- Instructions to follow -
Quote word for word the stretch of the records that opens with the line containing "of the wooden" and closes with the line containing "point(34, 187)", including both of those lines.

- Provided data -
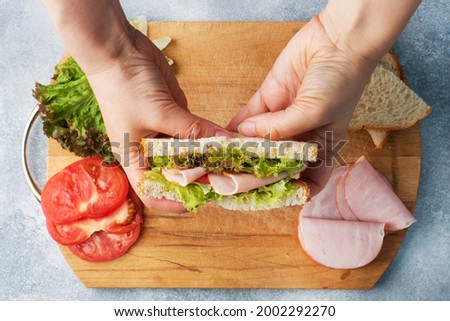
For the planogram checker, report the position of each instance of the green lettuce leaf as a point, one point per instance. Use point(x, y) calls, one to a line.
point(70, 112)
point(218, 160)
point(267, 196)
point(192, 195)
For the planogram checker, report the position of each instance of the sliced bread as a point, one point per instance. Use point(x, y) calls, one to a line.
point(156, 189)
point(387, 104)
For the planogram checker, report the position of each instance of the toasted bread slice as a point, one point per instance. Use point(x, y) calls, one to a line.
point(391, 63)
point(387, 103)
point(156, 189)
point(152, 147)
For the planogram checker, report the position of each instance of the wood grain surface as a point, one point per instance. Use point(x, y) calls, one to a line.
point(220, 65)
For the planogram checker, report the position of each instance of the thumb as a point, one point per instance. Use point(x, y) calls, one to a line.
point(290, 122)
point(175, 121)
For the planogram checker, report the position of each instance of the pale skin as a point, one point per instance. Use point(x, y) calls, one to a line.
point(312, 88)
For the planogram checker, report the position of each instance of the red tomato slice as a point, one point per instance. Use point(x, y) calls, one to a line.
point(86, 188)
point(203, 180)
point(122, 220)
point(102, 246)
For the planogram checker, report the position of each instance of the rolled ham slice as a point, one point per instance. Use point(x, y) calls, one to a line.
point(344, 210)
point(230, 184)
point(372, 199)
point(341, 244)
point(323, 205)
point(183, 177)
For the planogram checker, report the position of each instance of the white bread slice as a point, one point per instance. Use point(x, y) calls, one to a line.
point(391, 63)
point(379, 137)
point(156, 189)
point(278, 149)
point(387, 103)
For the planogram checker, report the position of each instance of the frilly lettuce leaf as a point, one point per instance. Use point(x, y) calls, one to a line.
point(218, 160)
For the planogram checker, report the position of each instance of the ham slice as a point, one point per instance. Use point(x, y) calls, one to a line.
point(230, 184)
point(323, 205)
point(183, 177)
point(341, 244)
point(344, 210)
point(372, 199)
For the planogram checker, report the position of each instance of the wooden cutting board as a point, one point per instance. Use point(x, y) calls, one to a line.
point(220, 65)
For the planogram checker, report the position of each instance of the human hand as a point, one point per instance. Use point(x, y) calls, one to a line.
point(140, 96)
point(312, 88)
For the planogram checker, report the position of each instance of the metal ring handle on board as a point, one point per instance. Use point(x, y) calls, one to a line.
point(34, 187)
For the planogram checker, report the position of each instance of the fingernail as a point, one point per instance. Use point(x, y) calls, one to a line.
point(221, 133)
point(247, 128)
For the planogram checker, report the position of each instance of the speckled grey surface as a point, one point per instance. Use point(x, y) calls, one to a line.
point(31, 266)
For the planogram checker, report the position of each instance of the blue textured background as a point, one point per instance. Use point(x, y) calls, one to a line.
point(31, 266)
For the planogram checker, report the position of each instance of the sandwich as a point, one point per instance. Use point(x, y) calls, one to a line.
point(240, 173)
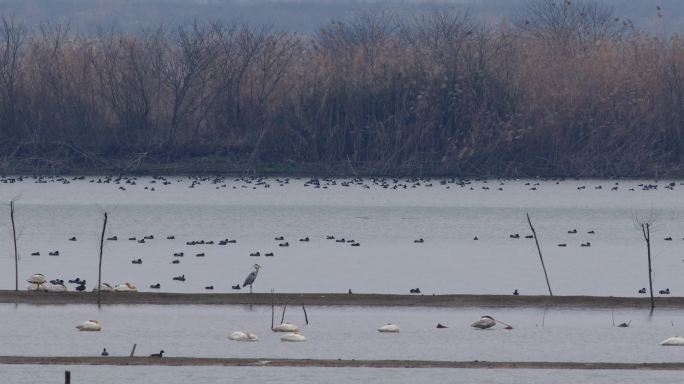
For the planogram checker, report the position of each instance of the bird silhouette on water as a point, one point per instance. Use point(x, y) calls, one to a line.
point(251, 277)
---
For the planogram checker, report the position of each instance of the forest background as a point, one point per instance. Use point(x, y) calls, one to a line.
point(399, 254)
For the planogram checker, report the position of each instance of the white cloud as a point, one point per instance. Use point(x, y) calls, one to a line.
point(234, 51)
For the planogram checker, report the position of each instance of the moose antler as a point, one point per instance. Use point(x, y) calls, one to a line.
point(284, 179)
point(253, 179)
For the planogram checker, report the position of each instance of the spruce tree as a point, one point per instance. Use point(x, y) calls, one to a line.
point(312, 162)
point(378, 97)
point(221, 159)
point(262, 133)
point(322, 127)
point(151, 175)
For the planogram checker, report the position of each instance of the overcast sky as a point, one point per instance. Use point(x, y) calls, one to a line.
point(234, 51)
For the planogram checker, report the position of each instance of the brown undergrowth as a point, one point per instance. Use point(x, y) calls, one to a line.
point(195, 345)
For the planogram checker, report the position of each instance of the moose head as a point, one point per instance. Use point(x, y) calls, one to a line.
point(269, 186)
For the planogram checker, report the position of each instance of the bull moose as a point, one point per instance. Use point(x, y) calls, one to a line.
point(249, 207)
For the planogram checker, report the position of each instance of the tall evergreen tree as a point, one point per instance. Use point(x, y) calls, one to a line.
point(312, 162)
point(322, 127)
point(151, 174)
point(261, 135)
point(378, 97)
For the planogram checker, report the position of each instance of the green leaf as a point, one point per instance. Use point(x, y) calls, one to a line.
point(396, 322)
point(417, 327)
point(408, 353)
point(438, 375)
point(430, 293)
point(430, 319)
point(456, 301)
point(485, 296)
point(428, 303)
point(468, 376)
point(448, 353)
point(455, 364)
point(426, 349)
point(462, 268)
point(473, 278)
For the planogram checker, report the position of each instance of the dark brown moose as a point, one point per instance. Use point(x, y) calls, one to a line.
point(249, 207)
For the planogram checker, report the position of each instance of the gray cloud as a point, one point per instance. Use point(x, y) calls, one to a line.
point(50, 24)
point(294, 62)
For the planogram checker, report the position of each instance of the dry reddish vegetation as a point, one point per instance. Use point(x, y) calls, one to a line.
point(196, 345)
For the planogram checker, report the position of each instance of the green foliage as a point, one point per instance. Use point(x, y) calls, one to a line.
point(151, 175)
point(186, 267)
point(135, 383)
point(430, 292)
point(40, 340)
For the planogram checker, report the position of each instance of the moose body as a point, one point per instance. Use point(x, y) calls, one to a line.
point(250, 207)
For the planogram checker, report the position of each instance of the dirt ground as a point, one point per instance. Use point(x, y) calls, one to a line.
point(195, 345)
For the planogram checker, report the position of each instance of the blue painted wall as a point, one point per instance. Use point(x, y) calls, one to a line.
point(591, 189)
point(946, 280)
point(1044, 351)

- Exercise answer -
For the planogram checker, report the position of each instance of the wooden cutting board as a point, one point per instance. Use point(x, y) calls, one to a line.
point(220, 65)
For the planogram checker, report the position of each instance of the human hand as a point, one point per instance. Use point(x, y) calls, one to a line.
point(140, 96)
point(312, 88)
For the planogram checker, report the position of each instance of the metal ring handle on board as a point, one point per instance. Use point(x, y) calls, one to a line.
point(34, 187)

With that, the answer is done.